WRITTEN PROBLEM:
Produce an exact copy of all the data below, dropping every image.

## begin EXTRACTED DATA

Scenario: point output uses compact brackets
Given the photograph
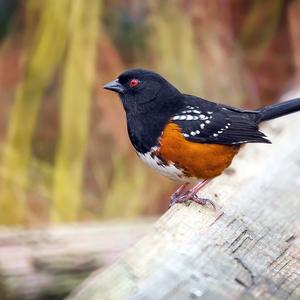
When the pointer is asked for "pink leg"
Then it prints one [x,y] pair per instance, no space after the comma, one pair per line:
[192,195]
[198,187]
[178,193]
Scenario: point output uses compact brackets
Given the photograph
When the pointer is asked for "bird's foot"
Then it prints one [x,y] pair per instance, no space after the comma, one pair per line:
[191,197]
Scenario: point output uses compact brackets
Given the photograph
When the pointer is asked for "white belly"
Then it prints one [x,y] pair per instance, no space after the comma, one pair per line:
[169,171]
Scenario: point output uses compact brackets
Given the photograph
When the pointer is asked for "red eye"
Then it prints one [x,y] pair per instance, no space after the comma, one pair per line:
[133,83]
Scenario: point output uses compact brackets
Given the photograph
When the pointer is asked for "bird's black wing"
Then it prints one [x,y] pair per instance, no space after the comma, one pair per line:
[207,122]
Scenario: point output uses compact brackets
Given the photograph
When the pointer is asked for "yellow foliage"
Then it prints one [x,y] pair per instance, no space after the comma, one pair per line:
[76,91]
[42,61]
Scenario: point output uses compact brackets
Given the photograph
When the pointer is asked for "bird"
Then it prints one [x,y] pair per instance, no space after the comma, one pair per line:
[184,137]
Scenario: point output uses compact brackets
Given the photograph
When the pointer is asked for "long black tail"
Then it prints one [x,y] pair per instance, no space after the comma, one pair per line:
[278,110]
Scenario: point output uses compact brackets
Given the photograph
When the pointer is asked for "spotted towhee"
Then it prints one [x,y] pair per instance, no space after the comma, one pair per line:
[185,137]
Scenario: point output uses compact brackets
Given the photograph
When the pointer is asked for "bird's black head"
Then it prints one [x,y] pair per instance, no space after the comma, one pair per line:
[142,90]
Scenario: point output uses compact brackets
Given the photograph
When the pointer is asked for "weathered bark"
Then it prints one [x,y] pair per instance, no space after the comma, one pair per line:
[248,248]
[49,263]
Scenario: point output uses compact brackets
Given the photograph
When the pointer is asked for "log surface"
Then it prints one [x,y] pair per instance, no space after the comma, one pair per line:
[248,248]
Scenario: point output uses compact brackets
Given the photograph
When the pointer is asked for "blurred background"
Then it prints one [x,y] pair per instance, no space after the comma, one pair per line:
[64,151]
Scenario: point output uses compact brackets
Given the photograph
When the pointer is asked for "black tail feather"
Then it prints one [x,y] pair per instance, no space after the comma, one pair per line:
[278,110]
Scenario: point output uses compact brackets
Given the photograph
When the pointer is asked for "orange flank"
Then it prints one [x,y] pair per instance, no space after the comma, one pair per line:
[196,159]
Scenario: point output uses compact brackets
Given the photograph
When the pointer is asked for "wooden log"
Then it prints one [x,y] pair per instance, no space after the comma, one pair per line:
[248,248]
[49,263]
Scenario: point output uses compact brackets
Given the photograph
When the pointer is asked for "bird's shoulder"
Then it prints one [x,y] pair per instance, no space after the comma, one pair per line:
[209,122]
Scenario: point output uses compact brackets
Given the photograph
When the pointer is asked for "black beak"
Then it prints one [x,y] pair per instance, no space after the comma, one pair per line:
[114,86]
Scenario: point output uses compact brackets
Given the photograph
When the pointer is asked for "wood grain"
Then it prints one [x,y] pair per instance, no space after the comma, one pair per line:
[248,248]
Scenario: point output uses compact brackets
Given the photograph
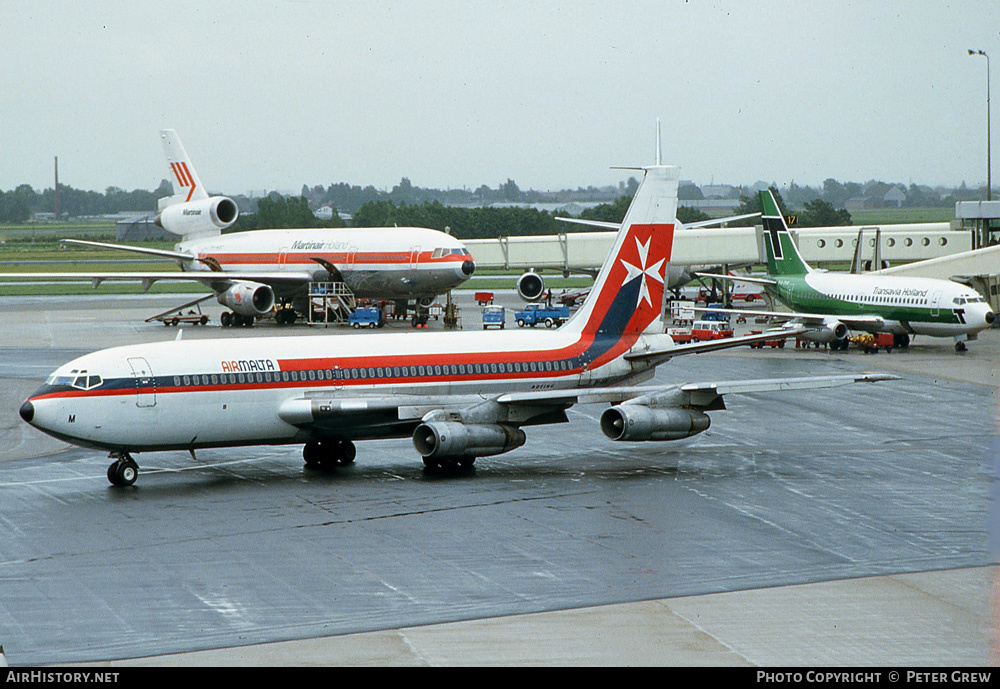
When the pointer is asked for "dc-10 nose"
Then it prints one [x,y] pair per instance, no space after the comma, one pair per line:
[27,411]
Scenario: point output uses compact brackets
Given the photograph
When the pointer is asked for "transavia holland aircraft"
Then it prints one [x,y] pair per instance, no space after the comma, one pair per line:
[831,304]
[252,271]
[460,395]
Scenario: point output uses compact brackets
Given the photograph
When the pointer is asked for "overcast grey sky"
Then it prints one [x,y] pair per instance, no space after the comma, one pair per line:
[271,95]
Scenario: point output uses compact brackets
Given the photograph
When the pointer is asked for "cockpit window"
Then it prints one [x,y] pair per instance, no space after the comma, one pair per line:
[80,380]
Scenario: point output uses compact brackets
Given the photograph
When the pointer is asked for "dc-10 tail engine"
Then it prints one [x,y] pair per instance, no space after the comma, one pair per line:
[250,299]
[530,286]
[203,217]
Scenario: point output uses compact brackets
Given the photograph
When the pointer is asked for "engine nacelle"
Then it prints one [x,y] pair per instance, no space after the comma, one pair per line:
[207,216]
[450,439]
[248,298]
[831,331]
[639,422]
[530,286]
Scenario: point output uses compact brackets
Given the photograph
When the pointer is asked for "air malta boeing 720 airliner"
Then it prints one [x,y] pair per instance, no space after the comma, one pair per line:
[459,395]
[251,271]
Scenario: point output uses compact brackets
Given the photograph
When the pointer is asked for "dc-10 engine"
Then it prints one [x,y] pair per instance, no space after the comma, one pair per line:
[639,422]
[250,299]
[445,440]
[207,216]
[530,286]
[830,331]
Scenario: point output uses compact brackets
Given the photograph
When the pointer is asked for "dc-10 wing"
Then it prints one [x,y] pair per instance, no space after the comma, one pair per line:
[162,253]
[214,279]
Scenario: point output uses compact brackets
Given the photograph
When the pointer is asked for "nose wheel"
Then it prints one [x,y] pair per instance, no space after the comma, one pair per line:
[123,471]
[329,453]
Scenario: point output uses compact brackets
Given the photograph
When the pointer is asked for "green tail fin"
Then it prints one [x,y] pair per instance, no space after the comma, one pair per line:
[782,255]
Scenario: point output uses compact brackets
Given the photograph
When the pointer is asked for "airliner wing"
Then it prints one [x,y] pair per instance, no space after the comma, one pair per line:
[205,277]
[530,406]
[739,278]
[808,320]
[162,253]
[690,226]
[702,393]
[656,356]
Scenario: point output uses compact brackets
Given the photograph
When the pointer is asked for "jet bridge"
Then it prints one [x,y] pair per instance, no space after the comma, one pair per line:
[571,252]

## end EXTRACTED DATA

THE RESPONSE:
Scenario: point output uses compact brackets
Given the photograph
When the pointer is asked for "pink leg"
Then it prints one [x,y] pair per instance, no space after the comma, one pair per line:
[192,195]
[198,187]
[178,193]
Scenario: point output uses compact brackets
Given the photograph
When the pointer is asked for "bird's foot"
Then it prints one [x,y] pair per instance, no space after the comma, one pair per line:
[191,197]
Scenario: point output uses compact brackets
Given the photograph
When the pointer is asked for "white belly"
Then it prints one [x,y] pair per instance, no space after the comma, one pair per line:
[169,171]
Scenario: point output uses compact brackets
Given the photograph
When the pointer is asked for "red eye"
Then it prints one [x,y] pair per instance, no space after the comma, one pair per line:
[133,83]
Scenario: point output uses compact brackets
Given the photograph
When the pointer is asked for "bird's black wing"
Then it prints one [x,y] pair per instance, no space after the comma, one pair per line:
[207,122]
Scenario: point output uses compact brackets
Given the photograph
When the pointer is asked for "yellow foliage"
Then it prints one [x,y] pair per instance, no space after the comma, one pair per line:
[76,91]
[42,61]
Scenario: point output uses compact brackets
Given the photograph
When the pointer is asked for "bird"
Then it prints one [x,y] pair per instance, no space after the comma, one pair per line:
[184,137]
Scenario: point output uses compact brackets
Given the photograph
When the pointer is asked for "long black tail"
Then it prints one [x,y] pair per instance, no space after the comma, one pair per line:
[278,110]
Scenario: point output uses compact brackets
Given the photograph
When the pointer is asked for "spotted towhee"
Then it prints one [x,y] pair per instance, no space after the comma, one pair per line:
[185,137]
Scenario: point output uses compact brackets
Given the photograph
When the pointer is asked for "bird's black head"
Then it prints one [x,y] pair per instance, no space after the comma, one pair per line:
[142,90]
Scenario: point output uses compact brackets
Given the photograph
When the pointer is asked for "weathered bark"
Then it prints one [x,y] pair per instance, no space after the comma, one pair per line:
[248,248]
[49,263]
Scenario: point output uses compact brackets
Given the photograph
When the pointer is asked for "log surface"
Then it prints one [x,y] pair per instance, no space after the comma, one pair per line:
[248,248]
Scenario: point output uses compact brackets
Given the photograph
When the pointer is asked for "blurred background"
Then it prints one [x,y] pair per instance, no space after the comma, one pair per line:
[64,151]
Scenario: point output uses compact brackets
Given the photograph
When the pointer is asked for "black tail feather"
Then it prints one [x,y] pair per instance, no space after the comma, one pair per line:
[278,110]
Scenario: point output uses compact brackets
Given the photograph
When the pointer is asked for "orange flank"
Then it prints one [x,y] pair per instance, no space after the comma, one pair per line:
[196,159]
Scenario: point output uses compact brackets
Given the photograph
When the pointer is asked for "wooden log"
Then it prints one [x,y] pair per instance, no space after the comma, one pair per line:
[248,248]
[49,263]
Scenario: point output uses compact brackets
Given the photograph
When the pointer is asked for "bird's shoulder"
Then it prints one [x,y] pair per instance, no space after the comma, one pair per line:
[209,122]
Scenario: point output uses compact brackets
Given the photograph
When the pointer is asked for "black beak"
Then it prints one [x,y] pair per instance, no space after the comma, one pair per line:
[114,86]
Scenario: point output uses compact brackets
Given the photograph
When the pointer is asked for "wood grain"
Then it prints one [x,y] pair per instance, no space after the comma, one pair per line:
[248,248]
Scenario: point output uses compact brackets
Given the photograph
When the pointer is asked for "dc-10 nose"
Then it prints one [x,y] pair per instance, no space after the comma, one pair per line:
[27,411]
Scenario: point output uses compact brackets
Given the photograph
When the pointer is asked for "transavia holland aircraft"
Then it prints one [x,y] pair per instance, no space after the comma, one pair per line:
[831,304]
[252,271]
[460,395]
Scenario: point output uses compact brackets
Given the photograph
When the pointer is asked for "overcast grey sky"
Then it prints one [x,y] pair per instance, no space after the comma, one pair per line:
[271,95]
Scenario: point output uses compact brackets
Given the photograph
When the pointer is asked for "cockpit window"
Then it prints one [x,y] pair per instance, no space after the comma, one pair per line:
[80,380]
Scenario: point output uses compact brackets
Given the photograph
When the pointer is asked for "dc-10 tail engine"
Then it prints one [x,y] pair per instance, no space after the comma, one pair per line:
[250,299]
[530,286]
[203,217]
Scenario: point output uses compact brackets
Given the photograph
When the pointer is asked for "engine nacelle"
Then it prints one [x,y] pair per instance, no space after the comma, one pair per line:
[207,216]
[450,439]
[248,298]
[831,331]
[639,422]
[530,286]
Scenario: point output uses compact brackets
Given the photograph
When the pointer is asked for "air malta boeing 720 airliner"
Then it prints one [x,y] pair per instance, no space after the comma, one pair per line:
[459,395]
[251,271]
Scenario: point output uses compact brackets
Given the photograph
When the pointer is asked for "dc-10 engine"
Then it prints one [x,y] pair per instance, no space after the comma, one pair per line:
[639,422]
[250,299]
[445,440]
[207,216]
[530,286]
[830,331]
Scenario: point output uses compact brackets
Given the photograph
When the pointer is asked for "dc-10 wing"
Then it prints one [x,y] pair per instance, no space after the comma, one pair per line:
[162,253]
[214,279]
Scenario: point output uses compact brackets
Given the photograph
When the pointer is asked for "nose wheel"
Then it prints one [x,y] pair per instance, no space after the comma, one pair per line:
[123,471]
[329,453]
Scenario: point output uses compact brackets
Given the photograph
When the pointer is asked for "green tail fin"
Then it prints one [x,y] pair per instance, no space after the comma, one pair per line:
[782,255]
Scenario: point output uses compact brackets
Given the photograph
When the pointer is asked for "airliner wing"
Then it prints one [x,y] pair per instance, no space after the comma, one pair per line:
[205,277]
[530,406]
[739,278]
[808,320]
[162,253]
[690,226]
[702,393]
[656,356]
Scenario: point output uses compact brackets
Given the photograph
When the pointer is asked for "jet bridge"
Then it prints one [x,y] pair per instance, no space after the comma, one pair per line:
[571,252]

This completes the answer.